■ **TASK TO CARRY OUT**:
Present the count of lines in the entries below that hold "brick", and present nothing else.

■ **DATA PROVIDED**:
↓
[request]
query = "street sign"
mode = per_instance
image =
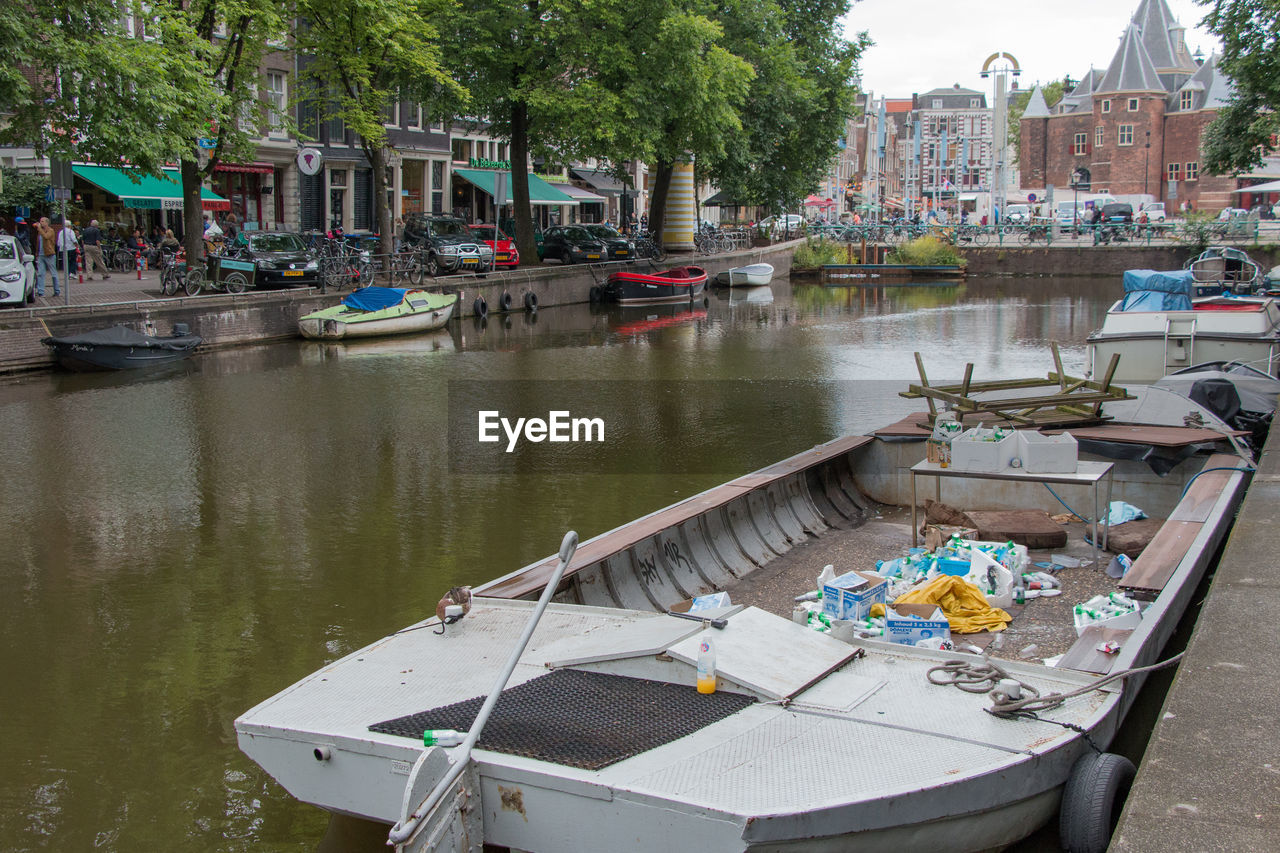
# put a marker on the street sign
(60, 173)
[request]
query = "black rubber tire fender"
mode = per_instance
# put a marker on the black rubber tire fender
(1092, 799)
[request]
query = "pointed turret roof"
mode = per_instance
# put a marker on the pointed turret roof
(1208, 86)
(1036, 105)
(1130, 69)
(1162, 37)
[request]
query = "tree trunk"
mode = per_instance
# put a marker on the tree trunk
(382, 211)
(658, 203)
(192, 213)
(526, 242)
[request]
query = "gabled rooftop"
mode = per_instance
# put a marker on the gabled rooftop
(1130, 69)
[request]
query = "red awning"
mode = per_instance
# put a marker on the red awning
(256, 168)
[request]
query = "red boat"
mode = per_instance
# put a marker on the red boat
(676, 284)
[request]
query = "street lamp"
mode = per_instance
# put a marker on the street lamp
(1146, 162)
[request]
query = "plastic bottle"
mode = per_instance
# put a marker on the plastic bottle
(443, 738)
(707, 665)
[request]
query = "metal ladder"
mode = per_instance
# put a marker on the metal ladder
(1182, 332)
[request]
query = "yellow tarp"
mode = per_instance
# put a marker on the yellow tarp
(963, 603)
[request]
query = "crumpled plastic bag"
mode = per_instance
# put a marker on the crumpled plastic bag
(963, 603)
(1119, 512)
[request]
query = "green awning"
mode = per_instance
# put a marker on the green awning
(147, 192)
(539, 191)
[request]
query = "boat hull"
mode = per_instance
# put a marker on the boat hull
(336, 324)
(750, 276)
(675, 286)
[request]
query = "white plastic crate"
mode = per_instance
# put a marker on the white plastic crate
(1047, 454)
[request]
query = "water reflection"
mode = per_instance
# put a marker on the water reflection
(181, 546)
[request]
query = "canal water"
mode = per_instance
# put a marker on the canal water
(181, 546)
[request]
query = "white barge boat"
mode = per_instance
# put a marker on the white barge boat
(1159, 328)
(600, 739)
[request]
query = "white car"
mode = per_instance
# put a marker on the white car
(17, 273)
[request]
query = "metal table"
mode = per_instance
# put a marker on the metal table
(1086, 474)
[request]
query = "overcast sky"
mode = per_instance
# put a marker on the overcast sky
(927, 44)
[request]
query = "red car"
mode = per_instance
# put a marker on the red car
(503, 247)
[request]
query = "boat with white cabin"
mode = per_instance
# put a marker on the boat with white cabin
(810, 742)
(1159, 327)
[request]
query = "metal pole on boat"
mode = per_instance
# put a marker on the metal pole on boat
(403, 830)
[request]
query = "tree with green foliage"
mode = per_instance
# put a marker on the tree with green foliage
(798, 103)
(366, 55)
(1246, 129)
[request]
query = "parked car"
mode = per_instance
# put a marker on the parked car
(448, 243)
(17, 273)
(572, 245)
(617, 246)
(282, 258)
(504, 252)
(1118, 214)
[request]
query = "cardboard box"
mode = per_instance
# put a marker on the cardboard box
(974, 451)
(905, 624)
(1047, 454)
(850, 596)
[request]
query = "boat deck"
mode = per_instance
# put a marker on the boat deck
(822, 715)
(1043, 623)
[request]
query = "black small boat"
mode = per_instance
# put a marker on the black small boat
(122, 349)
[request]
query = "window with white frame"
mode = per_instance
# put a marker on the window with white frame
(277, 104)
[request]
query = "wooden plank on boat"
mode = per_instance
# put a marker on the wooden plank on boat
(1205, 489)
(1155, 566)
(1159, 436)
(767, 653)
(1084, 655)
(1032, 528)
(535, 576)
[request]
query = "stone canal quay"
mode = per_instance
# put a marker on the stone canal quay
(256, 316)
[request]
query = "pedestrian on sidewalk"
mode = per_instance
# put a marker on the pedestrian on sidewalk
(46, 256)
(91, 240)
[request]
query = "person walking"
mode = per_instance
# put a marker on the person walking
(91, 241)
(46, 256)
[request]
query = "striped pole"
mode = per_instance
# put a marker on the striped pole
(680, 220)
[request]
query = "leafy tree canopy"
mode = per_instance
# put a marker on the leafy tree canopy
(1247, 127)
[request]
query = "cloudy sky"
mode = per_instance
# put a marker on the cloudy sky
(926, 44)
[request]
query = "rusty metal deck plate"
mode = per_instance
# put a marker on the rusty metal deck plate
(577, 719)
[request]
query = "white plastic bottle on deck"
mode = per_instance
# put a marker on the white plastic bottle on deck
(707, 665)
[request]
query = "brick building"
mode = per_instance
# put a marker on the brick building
↑
■ **SOLUTION FOR THIS PROBLEM**:
2